__WORK ITEM__: Beneath this line are the data; copy exactly the part of them that opens with the line containing "target | thin wooden stake" and closes with the line containing "target | corrugated metal sheet", and only that part.

__GIVEN RECORDS__:
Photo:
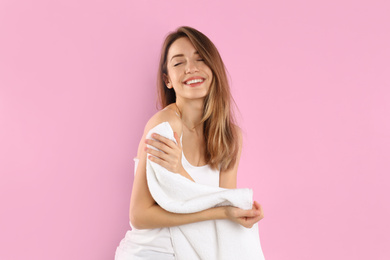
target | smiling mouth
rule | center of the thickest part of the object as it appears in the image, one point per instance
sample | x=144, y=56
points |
x=194, y=81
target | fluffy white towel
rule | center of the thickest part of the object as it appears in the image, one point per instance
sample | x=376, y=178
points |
x=206, y=240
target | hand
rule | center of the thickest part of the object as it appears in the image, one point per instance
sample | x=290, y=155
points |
x=169, y=153
x=246, y=218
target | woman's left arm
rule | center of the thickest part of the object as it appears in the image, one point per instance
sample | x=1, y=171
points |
x=228, y=178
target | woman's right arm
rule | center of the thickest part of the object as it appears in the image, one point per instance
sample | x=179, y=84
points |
x=146, y=214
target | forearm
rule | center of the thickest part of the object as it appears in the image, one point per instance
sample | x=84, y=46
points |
x=157, y=217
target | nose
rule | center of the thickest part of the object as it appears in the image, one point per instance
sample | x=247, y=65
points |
x=191, y=67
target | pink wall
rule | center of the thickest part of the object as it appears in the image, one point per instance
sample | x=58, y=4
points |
x=77, y=85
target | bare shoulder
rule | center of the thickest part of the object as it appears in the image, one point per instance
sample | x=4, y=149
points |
x=239, y=134
x=165, y=115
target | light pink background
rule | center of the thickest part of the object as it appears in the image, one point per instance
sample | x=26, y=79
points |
x=311, y=80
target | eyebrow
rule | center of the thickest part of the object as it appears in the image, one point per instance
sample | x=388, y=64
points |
x=181, y=55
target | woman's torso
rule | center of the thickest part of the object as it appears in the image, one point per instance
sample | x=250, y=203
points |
x=156, y=243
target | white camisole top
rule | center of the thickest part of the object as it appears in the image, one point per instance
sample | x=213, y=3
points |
x=156, y=243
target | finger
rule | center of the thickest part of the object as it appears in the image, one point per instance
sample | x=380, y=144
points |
x=164, y=140
x=158, y=161
x=158, y=145
x=156, y=153
x=247, y=213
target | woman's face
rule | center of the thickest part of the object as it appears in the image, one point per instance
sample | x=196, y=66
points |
x=188, y=75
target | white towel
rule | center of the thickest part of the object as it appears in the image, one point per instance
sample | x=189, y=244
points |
x=206, y=240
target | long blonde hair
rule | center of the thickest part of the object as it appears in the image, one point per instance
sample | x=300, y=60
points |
x=219, y=123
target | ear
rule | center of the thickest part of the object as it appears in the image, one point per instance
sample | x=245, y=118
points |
x=167, y=81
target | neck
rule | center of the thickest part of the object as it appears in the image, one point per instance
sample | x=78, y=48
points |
x=191, y=113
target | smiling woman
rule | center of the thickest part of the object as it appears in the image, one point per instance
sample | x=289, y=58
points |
x=195, y=96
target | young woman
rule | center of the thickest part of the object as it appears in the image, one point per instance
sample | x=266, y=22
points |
x=196, y=100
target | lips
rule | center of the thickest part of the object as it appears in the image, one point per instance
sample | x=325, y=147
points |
x=194, y=81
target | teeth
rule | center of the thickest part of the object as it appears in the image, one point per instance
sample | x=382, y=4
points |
x=194, y=81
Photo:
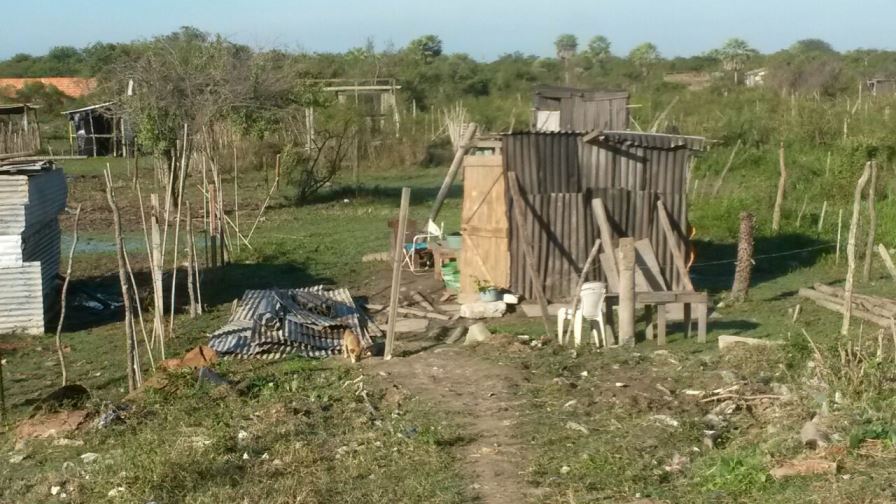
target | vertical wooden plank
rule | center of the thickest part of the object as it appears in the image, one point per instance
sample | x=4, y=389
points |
x=396, y=270
x=626, y=263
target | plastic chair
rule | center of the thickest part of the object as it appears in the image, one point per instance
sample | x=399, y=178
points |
x=578, y=318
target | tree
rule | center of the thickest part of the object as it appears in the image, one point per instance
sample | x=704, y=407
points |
x=599, y=48
x=811, y=46
x=426, y=48
x=566, y=46
x=734, y=54
x=644, y=56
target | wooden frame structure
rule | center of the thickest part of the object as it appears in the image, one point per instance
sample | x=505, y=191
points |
x=19, y=135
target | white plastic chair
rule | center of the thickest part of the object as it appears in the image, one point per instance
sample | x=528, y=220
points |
x=578, y=318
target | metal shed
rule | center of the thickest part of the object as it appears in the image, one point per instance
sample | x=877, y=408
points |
x=31, y=198
x=570, y=109
x=562, y=173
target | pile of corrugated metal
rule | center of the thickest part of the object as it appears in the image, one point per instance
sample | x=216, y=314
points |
x=274, y=323
x=31, y=198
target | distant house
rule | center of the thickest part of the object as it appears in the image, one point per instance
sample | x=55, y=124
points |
x=881, y=86
x=569, y=109
x=75, y=87
x=99, y=130
x=755, y=78
x=694, y=81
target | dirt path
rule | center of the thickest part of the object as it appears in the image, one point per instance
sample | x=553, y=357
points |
x=482, y=395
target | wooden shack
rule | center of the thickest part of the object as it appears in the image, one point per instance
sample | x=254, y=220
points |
x=568, y=181
x=19, y=129
x=570, y=109
x=32, y=196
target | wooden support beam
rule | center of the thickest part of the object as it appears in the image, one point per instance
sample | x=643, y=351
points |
x=674, y=245
x=396, y=270
x=528, y=253
x=626, y=262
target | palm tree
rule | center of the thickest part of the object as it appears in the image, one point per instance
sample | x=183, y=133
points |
x=566, y=46
x=644, y=56
x=734, y=54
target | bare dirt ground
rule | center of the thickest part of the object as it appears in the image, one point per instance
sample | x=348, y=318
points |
x=486, y=398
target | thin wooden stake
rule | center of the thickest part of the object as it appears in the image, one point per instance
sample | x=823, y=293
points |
x=872, y=223
x=839, y=233
x=779, y=198
x=576, y=293
x=529, y=255
x=715, y=190
x=396, y=270
x=888, y=261
x=125, y=288
x=68, y=276
x=625, y=259
x=851, y=249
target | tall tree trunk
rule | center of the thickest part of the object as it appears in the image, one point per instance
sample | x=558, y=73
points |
x=744, y=269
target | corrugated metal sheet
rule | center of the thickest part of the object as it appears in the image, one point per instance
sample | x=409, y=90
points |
x=582, y=109
x=30, y=202
x=21, y=301
x=629, y=174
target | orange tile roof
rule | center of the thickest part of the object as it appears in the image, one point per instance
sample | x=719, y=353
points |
x=75, y=87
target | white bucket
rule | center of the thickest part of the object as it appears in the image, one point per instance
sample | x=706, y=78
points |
x=592, y=295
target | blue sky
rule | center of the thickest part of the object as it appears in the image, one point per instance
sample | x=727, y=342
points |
x=483, y=29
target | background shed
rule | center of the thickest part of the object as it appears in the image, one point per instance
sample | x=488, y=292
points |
x=31, y=198
x=570, y=109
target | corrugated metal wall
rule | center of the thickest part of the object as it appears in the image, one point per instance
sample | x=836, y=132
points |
x=29, y=247
x=628, y=178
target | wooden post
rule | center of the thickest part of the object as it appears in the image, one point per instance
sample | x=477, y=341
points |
x=277, y=172
x=779, y=198
x=236, y=198
x=625, y=259
x=125, y=288
x=516, y=202
x=851, y=249
x=462, y=149
x=68, y=276
x=839, y=233
x=213, y=223
x=888, y=261
x=744, y=269
x=575, y=293
x=677, y=256
x=191, y=291
x=715, y=190
x=872, y=223
x=396, y=270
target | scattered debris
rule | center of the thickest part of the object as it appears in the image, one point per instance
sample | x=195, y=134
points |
x=89, y=457
x=726, y=341
x=481, y=310
x=665, y=420
x=477, y=332
x=677, y=464
x=274, y=323
x=805, y=467
x=813, y=436
x=512, y=299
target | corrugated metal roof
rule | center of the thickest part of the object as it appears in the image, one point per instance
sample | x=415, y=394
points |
x=648, y=140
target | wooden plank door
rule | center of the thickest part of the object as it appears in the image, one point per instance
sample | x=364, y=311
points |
x=485, y=253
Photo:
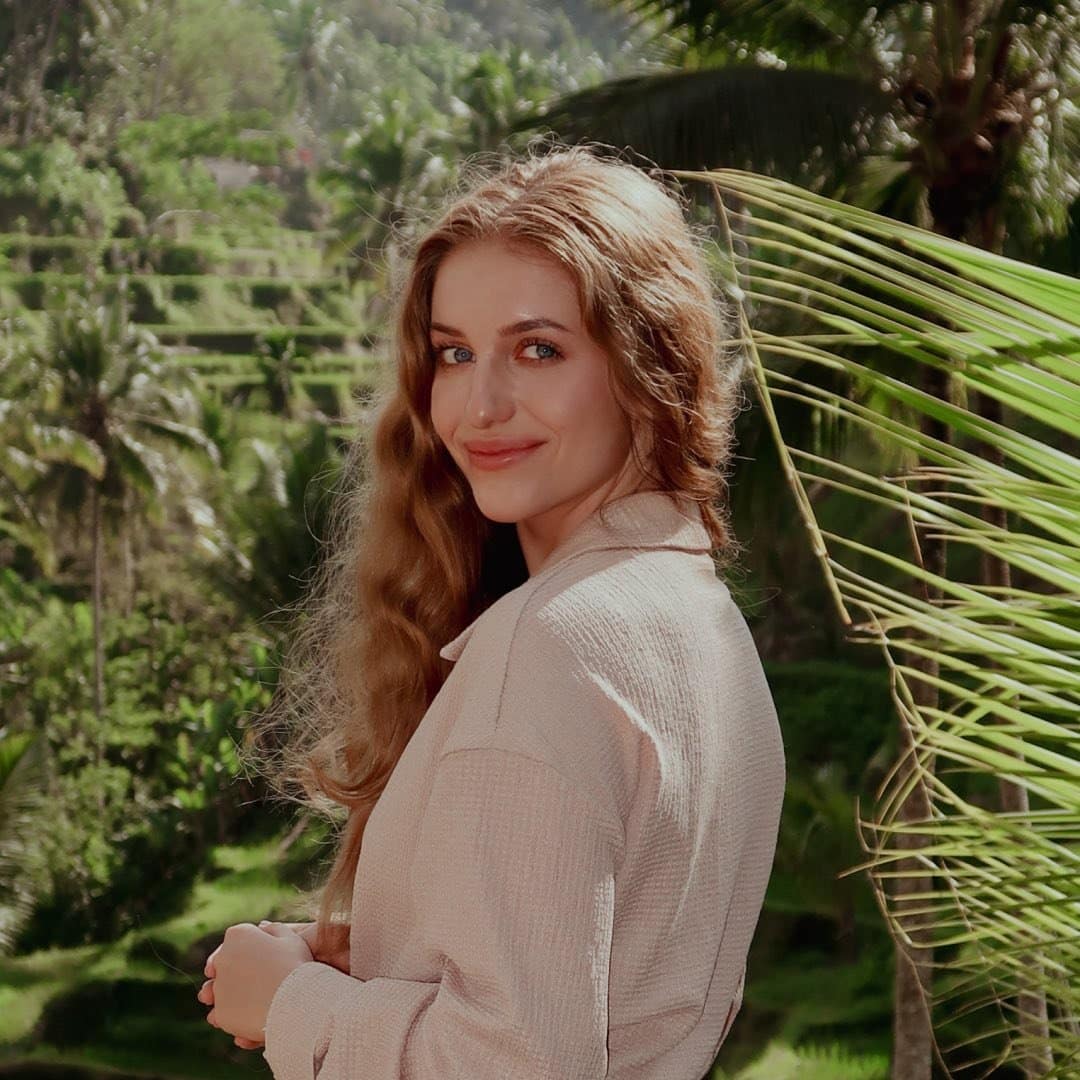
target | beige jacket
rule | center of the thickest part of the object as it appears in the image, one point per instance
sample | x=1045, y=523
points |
x=564, y=873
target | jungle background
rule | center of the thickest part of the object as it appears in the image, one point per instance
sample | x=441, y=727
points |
x=198, y=207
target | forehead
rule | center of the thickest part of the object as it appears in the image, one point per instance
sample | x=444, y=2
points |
x=482, y=275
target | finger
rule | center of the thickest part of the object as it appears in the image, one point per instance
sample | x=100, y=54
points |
x=211, y=968
x=277, y=929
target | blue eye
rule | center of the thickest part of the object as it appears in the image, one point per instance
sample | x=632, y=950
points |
x=437, y=351
x=554, y=353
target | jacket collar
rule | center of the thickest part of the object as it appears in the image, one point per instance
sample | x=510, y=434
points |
x=637, y=521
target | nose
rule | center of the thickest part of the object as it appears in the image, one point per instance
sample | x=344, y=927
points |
x=490, y=392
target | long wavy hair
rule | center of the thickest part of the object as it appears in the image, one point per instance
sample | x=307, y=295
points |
x=409, y=558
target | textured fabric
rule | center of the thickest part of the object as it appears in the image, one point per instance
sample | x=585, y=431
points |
x=564, y=873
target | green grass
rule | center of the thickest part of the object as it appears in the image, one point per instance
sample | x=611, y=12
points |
x=130, y=1006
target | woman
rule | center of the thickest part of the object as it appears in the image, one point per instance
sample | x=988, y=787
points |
x=527, y=659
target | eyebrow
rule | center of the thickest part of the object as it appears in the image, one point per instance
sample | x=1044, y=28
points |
x=520, y=327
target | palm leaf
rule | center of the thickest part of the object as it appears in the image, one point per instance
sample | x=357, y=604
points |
x=872, y=300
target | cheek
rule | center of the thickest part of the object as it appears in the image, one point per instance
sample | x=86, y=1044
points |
x=442, y=412
x=582, y=408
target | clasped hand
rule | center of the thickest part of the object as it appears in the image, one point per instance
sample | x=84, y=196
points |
x=243, y=974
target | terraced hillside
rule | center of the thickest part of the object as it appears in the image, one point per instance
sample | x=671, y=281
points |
x=267, y=321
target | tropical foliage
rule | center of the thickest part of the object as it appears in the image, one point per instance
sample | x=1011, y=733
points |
x=837, y=309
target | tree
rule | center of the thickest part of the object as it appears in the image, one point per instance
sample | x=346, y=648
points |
x=930, y=112
x=119, y=394
x=864, y=298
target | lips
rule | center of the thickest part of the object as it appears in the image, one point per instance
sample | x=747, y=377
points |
x=500, y=445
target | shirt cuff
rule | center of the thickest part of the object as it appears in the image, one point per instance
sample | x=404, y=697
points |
x=298, y=1025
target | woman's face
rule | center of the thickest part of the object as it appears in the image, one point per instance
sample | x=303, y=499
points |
x=513, y=361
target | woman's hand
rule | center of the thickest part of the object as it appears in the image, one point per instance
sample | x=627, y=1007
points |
x=305, y=930
x=244, y=973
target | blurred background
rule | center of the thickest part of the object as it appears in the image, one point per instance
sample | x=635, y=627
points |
x=200, y=201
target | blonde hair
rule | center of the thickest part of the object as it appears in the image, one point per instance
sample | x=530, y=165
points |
x=410, y=559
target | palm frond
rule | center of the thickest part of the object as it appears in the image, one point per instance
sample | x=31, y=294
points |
x=875, y=301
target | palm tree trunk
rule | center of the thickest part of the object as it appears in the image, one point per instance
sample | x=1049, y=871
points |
x=98, y=644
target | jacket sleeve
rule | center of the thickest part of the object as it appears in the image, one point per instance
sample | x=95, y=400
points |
x=514, y=886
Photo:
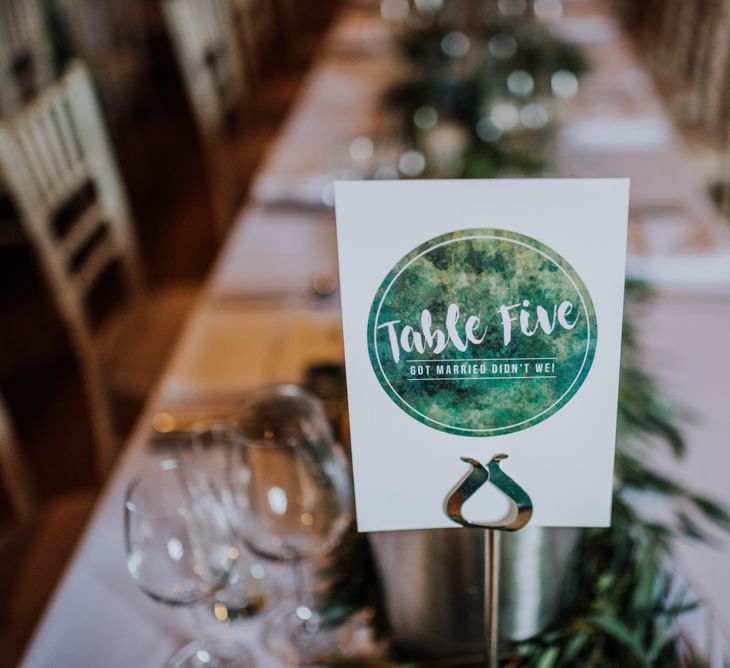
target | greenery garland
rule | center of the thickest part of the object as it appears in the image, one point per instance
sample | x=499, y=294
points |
x=464, y=55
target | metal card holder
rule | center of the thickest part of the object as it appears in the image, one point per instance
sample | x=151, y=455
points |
x=518, y=516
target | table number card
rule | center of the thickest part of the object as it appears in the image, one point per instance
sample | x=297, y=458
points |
x=482, y=317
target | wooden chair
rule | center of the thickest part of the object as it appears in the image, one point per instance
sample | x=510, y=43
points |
x=35, y=542
x=205, y=43
x=25, y=57
x=63, y=177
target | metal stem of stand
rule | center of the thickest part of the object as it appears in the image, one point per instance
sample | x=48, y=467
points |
x=516, y=519
x=491, y=596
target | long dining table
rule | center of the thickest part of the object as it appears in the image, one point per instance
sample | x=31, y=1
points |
x=260, y=319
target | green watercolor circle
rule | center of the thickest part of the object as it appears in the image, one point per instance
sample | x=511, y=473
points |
x=461, y=391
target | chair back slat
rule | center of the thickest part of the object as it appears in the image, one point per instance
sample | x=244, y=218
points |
x=51, y=151
x=100, y=257
x=25, y=57
x=204, y=39
x=61, y=172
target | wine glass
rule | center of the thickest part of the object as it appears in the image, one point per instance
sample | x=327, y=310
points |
x=293, y=489
x=181, y=550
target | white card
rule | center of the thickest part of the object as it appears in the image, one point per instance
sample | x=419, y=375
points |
x=482, y=317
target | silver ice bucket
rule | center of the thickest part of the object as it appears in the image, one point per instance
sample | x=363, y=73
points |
x=434, y=585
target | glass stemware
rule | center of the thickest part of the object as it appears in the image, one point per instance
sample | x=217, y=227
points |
x=293, y=490
x=181, y=551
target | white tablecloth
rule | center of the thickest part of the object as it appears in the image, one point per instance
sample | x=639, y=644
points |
x=259, y=297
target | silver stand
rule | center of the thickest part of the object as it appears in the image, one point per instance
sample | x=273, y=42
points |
x=519, y=515
x=491, y=596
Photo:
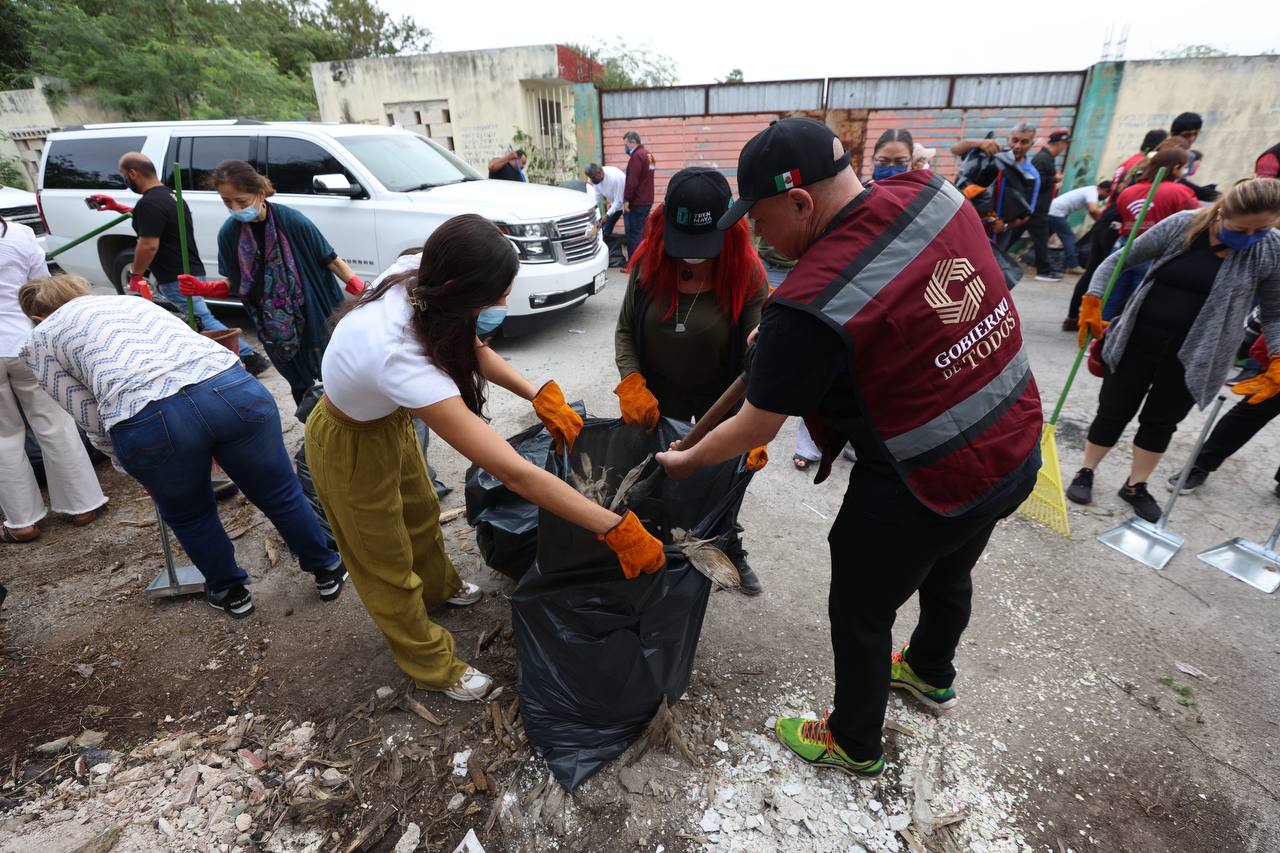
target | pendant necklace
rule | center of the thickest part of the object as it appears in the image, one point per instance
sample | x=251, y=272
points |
x=680, y=327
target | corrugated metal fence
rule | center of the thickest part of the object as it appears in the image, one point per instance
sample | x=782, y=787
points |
x=708, y=124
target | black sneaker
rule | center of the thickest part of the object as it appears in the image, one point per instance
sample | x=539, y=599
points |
x=1080, y=491
x=256, y=364
x=330, y=580
x=1194, y=480
x=234, y=602
x=1139, y=498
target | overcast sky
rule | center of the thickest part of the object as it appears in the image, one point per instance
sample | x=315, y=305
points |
x=789, y=41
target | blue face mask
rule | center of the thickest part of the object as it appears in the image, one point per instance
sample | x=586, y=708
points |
x=882, y=172
x=1238, y=240
x=490, y=318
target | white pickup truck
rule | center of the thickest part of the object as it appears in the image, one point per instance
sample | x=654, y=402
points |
x=373, y=191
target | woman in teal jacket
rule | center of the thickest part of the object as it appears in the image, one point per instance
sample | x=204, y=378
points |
x=282, y=268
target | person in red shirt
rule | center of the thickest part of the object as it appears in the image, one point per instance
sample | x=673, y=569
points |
x=1170, y=197
x=638, y=192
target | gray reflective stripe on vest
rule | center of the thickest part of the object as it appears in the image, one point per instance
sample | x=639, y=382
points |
x=964, y=414
x=894, y=258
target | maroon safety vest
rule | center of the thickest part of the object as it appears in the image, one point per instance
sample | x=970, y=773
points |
x=936, y=349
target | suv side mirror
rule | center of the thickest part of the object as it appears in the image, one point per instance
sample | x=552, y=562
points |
x=336, y=185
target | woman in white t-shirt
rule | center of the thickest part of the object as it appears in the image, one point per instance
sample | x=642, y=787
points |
x=411, y=347
x=73, y=488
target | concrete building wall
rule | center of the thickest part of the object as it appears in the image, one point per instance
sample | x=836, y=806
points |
x=487, y=95
x=1235, y=95
x=27, y=115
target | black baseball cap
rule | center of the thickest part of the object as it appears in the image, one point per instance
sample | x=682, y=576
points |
x=790, y=153
x=695, y=201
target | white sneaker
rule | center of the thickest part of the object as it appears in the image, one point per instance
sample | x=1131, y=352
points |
x=472, y=687
x=469, y=594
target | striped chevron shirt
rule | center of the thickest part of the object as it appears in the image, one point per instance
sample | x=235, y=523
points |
x=104, y=357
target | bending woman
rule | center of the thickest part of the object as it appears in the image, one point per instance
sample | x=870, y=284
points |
x=282, y=269
x=677, y=352
x=1169, y=350
x=410, y=347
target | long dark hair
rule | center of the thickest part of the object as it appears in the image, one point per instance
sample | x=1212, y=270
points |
x=466, y=264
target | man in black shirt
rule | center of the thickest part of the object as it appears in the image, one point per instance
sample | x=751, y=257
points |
x=1046, y=163
x=159, y=250
x=899, y=354
x=508, y=167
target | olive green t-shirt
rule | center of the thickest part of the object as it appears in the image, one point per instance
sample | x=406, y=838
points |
x=685, y=370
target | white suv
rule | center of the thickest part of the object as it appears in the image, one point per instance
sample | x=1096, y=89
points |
x=373, y=191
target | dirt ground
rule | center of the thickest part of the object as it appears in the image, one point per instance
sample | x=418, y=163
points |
x=1079, y=728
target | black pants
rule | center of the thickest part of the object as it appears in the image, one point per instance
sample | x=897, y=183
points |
x=1152, y=378
x=874, y=570
x=1235, y=429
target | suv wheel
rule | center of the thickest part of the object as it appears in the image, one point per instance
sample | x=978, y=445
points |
x=120, y=268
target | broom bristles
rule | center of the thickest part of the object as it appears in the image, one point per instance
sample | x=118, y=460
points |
x=1047, y=501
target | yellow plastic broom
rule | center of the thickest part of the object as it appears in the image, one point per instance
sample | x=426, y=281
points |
x=1047, y=501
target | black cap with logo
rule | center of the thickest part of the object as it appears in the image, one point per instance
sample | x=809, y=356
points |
x=695, y=201
x=789, y=154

__SOLUTION__:
target | thin wooden stake
rule | center of the thickest part of the object as it appears in the image, one point per instance
sample | x=823, y=293
points |
x=872, y=223
x=839, y=233
x=779, y=198
x=576, y=293
x=529, y=255
x=715, y=190
x=396, y=270
x=888, y=261
x=125, y=288
x=68, y=276
x=625, y=259
x=851, y=249
target | tall tree trunk
rule | center of the thickest part of the object as it appears in the image, one point per instance
sample | x=558, y=73
points |
x=744, y=269
target | corrugated metal sheet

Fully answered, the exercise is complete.